Selected text below:

Society is experiencing significant aging which impacts industry, healthcare and our daily lives. Robotics facilitates a higher degree of personal autonomy, new methods for manufacturing closer to the customer, an entirely new industry in terms of services, and new technologies for security and defense.  Robots and robotics are loaded words implying replacing workers in the workforce.  In fact, the opposite is true.  If the U.S. were to seize the lead in this innovative industry, it could be a source of not only national income, but hundreds of thousands of new jobs.

The auto industry and its ancillary businesses could almost immediately yield benefits from strategic investments in improved robotic technologies to aid their industries.  Improving manufacturing productivity, after all, is one of the keys to saving the U.S. auto industry - and the millions of jobs that depend upon it.

The healthcare industry is at a similar crossroads. The current application of robotics technology to provide tele-operated surgical solutions represents the tip of the iceberg. Robotics technology holds enormous potential to help control costs, empower healthcare workers, and enable aging citizens to live in their homes longer by the use of patient monitoring robots, robotized motor-coordination, intelligent prosthetics, robot-assisted physical, cognitive and social therapy, and robotized surgery. Yet they remain unviable alternatives as these procedures are not covered by insurance.

End of Selected text.

To do
**1)** According to the passage on robotics, why do the healthcare uses of robotics remain unviable alternatives?
**2)** Do these statements agree with the passage on robotics? Answer yes or no for each and quote the deciding words. (a) The passage holds that robotics will replace workers in the workforce. (b) Tele-operated surgery is presented as only a small part of what robotics could do in healthcare. (c) The auto industry would see benefits from robotics investment only after a long delay.
**3)** Write the next part of the passage on robotics, picking up after its final sentence.

Source information below:

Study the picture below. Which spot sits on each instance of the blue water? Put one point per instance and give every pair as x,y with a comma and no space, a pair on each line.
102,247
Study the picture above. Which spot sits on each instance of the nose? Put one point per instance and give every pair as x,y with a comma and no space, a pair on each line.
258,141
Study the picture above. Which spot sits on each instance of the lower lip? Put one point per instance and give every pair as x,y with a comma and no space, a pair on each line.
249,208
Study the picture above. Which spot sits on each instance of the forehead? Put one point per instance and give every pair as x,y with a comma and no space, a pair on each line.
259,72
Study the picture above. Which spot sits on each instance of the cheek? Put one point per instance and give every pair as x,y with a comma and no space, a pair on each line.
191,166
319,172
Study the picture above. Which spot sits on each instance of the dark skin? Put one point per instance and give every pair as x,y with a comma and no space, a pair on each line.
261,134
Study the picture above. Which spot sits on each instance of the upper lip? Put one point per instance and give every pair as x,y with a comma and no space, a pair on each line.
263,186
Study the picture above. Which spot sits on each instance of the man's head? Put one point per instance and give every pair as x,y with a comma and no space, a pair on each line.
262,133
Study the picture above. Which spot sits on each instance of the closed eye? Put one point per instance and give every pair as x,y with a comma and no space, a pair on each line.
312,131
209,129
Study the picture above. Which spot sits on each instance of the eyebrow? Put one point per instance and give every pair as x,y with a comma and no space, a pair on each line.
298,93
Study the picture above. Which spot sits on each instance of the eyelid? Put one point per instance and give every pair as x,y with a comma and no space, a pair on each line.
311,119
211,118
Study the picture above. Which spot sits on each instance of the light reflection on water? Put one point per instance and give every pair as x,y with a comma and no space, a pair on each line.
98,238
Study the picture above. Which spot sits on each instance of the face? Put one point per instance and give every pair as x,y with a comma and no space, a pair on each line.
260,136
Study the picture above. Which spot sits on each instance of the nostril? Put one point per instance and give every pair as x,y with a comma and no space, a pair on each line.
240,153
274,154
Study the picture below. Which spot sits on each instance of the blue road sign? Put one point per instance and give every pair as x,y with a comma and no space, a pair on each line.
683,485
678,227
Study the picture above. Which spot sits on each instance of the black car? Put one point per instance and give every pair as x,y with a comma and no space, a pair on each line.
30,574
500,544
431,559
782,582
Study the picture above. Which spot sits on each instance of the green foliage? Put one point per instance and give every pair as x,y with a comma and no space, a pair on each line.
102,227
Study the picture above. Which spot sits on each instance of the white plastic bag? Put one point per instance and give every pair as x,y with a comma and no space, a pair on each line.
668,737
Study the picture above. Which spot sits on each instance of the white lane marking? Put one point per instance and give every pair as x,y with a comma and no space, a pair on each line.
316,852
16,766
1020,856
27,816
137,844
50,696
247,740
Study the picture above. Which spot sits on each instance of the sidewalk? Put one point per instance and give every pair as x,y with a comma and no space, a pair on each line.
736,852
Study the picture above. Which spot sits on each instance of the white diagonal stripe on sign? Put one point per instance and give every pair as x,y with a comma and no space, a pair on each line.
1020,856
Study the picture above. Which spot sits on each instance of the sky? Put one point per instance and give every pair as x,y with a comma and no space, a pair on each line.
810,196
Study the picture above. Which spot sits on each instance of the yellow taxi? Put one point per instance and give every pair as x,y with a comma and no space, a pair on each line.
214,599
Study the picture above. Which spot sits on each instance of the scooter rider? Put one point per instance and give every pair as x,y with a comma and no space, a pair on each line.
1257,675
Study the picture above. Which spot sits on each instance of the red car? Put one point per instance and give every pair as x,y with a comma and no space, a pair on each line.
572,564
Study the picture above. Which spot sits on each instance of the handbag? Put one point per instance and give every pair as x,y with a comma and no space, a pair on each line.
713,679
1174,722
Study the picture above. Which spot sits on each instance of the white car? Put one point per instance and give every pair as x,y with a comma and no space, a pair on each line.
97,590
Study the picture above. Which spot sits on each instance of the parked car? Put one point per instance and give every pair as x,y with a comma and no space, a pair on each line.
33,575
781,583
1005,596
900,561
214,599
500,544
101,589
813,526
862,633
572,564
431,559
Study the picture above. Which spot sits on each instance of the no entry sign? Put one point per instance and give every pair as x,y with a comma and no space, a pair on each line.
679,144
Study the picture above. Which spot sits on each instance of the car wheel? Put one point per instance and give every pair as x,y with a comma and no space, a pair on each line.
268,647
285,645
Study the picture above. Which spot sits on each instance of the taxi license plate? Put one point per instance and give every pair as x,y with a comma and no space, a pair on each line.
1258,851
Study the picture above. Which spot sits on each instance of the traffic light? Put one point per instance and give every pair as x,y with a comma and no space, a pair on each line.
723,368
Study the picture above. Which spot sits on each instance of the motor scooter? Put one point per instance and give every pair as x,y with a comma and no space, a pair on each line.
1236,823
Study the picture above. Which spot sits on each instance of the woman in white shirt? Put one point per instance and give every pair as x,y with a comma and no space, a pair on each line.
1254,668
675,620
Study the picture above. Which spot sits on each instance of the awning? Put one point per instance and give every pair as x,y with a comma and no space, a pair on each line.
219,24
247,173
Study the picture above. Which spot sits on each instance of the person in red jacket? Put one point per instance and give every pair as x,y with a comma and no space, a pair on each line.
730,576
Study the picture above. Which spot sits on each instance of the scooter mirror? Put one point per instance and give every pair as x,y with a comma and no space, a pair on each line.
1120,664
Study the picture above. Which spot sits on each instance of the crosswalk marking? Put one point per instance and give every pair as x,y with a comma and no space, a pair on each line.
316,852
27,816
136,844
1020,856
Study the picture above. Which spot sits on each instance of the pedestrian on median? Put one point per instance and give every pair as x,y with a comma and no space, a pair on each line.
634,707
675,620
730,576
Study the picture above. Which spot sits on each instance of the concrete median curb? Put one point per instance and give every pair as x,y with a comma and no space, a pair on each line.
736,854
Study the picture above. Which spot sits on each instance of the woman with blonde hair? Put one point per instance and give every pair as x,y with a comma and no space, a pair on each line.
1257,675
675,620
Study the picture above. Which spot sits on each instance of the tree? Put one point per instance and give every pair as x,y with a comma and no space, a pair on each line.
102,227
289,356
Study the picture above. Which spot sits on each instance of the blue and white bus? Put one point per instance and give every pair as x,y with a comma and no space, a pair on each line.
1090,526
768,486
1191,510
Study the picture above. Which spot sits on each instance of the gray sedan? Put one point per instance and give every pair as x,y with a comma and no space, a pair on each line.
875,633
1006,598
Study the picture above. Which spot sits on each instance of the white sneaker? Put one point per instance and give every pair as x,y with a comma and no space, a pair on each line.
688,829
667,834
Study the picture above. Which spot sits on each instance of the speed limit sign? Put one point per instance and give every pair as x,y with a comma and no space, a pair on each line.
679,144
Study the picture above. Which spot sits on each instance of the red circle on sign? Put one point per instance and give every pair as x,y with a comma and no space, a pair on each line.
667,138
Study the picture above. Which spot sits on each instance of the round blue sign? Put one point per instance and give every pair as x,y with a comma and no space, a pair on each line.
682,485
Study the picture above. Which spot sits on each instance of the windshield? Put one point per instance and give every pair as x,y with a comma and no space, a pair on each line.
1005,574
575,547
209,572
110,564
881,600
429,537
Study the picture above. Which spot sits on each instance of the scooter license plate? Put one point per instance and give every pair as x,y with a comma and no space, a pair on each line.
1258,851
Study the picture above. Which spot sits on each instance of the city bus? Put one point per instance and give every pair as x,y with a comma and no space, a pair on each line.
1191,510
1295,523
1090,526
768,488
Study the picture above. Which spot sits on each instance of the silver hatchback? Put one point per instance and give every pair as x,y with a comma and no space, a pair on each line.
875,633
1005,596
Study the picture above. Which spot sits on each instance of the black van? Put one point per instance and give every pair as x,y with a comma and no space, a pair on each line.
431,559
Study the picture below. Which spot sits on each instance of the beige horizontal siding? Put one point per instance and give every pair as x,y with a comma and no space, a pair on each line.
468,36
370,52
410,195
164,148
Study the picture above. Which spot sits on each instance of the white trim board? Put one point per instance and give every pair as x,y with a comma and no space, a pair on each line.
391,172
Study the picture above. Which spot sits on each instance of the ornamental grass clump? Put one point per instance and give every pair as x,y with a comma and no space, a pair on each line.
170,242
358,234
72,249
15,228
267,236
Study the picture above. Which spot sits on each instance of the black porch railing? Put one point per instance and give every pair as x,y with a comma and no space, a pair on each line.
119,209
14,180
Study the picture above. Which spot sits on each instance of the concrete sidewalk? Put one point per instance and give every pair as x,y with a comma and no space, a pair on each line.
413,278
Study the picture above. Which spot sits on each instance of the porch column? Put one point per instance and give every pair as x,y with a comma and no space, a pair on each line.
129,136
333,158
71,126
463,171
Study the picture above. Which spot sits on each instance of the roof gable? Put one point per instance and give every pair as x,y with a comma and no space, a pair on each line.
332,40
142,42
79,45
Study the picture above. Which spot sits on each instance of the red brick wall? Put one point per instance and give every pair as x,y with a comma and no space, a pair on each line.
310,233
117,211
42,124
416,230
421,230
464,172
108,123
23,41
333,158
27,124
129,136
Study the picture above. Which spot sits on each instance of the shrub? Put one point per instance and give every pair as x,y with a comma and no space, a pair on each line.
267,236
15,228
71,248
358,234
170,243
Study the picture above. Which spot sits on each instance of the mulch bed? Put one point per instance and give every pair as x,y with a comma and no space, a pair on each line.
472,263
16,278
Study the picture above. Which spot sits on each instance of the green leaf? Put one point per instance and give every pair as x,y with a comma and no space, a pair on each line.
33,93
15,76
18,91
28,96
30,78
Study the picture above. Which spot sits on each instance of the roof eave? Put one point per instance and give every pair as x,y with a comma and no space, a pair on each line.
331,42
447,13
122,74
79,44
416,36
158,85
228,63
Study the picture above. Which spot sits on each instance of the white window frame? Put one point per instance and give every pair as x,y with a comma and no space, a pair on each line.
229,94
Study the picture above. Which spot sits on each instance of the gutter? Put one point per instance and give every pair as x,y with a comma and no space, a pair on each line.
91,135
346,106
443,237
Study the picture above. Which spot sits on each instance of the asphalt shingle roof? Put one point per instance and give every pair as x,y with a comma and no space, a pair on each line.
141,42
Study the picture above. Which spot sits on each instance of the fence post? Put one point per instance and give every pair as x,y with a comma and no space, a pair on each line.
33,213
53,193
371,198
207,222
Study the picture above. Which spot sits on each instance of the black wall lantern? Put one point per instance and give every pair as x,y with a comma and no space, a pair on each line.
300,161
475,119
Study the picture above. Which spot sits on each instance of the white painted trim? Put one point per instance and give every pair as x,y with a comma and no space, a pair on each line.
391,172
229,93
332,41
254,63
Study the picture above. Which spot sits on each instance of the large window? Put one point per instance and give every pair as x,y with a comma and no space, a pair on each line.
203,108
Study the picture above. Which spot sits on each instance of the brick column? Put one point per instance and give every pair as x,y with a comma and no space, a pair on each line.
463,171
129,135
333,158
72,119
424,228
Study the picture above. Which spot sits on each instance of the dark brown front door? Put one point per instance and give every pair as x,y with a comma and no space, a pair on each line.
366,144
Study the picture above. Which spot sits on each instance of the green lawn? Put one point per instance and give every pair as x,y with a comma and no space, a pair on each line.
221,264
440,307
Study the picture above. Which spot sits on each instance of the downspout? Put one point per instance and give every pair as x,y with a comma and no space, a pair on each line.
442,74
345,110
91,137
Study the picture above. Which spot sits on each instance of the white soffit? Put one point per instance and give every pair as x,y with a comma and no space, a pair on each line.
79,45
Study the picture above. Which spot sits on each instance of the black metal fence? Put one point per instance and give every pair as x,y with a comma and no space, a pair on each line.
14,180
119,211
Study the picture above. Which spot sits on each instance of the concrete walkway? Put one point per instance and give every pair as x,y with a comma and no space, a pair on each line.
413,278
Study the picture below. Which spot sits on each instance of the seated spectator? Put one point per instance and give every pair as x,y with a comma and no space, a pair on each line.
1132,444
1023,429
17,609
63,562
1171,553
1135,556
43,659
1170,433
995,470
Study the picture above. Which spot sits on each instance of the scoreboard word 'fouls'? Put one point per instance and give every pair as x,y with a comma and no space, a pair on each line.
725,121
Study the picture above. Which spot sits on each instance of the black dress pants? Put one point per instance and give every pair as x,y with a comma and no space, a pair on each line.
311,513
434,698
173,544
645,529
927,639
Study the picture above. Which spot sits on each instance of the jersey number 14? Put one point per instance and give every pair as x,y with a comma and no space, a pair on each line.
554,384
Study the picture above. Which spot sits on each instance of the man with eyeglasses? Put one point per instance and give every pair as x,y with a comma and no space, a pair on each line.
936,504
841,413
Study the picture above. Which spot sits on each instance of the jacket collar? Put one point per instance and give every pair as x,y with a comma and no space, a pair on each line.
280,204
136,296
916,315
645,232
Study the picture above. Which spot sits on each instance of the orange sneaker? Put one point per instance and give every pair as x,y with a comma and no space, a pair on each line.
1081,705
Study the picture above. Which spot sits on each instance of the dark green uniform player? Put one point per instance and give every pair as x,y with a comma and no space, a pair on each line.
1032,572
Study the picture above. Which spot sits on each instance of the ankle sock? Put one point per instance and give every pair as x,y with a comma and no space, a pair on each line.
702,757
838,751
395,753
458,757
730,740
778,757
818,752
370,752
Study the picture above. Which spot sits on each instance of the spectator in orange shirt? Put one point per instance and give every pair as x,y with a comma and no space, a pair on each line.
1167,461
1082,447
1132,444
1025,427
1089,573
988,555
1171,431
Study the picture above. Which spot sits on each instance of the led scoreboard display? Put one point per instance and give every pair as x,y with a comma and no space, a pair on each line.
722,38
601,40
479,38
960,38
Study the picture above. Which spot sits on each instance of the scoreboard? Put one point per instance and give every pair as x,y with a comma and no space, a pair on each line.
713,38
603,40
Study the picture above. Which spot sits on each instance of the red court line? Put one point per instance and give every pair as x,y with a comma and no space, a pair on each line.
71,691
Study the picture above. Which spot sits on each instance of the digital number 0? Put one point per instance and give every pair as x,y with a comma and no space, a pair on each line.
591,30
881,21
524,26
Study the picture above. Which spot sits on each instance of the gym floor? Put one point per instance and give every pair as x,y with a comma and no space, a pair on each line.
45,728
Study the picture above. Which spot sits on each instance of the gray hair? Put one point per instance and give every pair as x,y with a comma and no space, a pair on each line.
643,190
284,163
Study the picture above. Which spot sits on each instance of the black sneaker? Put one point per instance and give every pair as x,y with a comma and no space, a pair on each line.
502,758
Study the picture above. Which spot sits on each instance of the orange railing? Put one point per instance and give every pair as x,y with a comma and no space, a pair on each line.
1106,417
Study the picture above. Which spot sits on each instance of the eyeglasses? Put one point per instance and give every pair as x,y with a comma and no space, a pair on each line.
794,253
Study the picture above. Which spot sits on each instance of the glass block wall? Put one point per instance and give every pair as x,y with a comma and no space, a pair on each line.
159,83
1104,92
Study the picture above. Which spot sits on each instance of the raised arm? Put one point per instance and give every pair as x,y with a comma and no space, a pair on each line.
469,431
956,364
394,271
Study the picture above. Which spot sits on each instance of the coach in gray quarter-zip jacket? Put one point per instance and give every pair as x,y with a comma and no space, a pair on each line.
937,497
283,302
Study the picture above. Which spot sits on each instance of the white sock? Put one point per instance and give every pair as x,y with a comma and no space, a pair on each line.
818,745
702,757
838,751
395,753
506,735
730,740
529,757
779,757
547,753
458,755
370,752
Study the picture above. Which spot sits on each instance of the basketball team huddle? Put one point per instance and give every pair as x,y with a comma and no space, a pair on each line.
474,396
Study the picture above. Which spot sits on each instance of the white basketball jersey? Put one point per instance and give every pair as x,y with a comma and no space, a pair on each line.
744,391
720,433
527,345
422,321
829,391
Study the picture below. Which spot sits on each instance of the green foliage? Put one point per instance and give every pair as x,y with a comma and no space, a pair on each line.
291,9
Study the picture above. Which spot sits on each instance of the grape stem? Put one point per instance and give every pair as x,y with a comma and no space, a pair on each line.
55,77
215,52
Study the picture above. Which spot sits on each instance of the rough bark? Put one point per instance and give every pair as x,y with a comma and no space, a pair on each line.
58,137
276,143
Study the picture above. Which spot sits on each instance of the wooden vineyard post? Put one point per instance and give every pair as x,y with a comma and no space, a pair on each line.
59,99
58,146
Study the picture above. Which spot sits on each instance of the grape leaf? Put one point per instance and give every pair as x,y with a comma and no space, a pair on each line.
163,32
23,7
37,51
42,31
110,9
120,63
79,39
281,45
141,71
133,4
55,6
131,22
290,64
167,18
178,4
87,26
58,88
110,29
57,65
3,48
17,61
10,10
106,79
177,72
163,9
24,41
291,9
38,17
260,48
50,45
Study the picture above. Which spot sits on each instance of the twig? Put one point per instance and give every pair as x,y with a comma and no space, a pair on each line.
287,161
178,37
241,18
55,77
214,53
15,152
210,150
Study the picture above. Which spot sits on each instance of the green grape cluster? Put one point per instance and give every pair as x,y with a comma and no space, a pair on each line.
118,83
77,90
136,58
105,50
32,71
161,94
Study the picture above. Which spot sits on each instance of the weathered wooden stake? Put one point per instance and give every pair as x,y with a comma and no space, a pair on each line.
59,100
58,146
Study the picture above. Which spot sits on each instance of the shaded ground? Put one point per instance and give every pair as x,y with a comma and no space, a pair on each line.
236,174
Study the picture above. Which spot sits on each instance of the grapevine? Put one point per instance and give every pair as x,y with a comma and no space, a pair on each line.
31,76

End of Source information.

Numbered responses
**1)** They remain unviable because these procedures are not covered by insurance.

**2)**
(a) No: "In fact, the opposite is true."
(b) Yes: "represents the tip of the iceberg."
(c) No: "could almost immediately yield benefits"

**3)**
Revolutionary technologies are available now to increase worker productivity and revitalize manufacturing, particularly in small businesses. Small scale (micro) manufacturing can utilize these new technologies to accelerate the transition of manufacturing back to America. It will take investment dollars to spur this on - to be the driving force. Yet not a dollar has thus far been earmarked for anything robotic. Nowhere! Not in any of these stimulus or bailout bills!

Robotic-related public/private initiatives are prevalent in Europe, Korea and Japan. These partnerships address important regional social issues (senior healthcare in Japan and Europe; increased productivity in many parts of Europe; etc.). But not here in the U.S. [with the exception of military, defense, NASA and security projects].

I was so outraged by these facts that I rechecked the research -- with the same result. Not a single reference to anything robotic in the House Bill, the Senate Bill or the final American Recovery and Reinvestment Act of 2009. And not a peep from the Caucus. Nor from any of the Chief Technology Officer candidates.

How can that be?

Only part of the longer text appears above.